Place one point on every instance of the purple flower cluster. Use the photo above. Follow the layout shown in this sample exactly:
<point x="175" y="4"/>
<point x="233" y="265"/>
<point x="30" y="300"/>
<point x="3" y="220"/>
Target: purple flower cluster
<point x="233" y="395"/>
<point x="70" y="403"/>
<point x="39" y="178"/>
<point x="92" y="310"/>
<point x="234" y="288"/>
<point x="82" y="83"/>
★ ★ ★ ★ ★ ★ ★
Copy the material again, substituting "violet blossom cluster" for every occurrence of "purple flower cluster" and leaving all other text unchanged.

* Reply to the exercise:
Place one point on every instance of the violet blossom cluster. Use the photo above. Follow the layout shown in this sample exactly:
<point x="175" y="4"/>
<point x="233" y="265"/>
<point x="30" y="300"/>
<point x="3" y="220"/>
Target: violet blossom cluster
<point x="233" y="395"/>
<point x="70" y="403"/>
<point x="39" y="178"/>
<point x="92" y="310"/>
<point x="234" y="288"/>
<point x="82" y="83"/>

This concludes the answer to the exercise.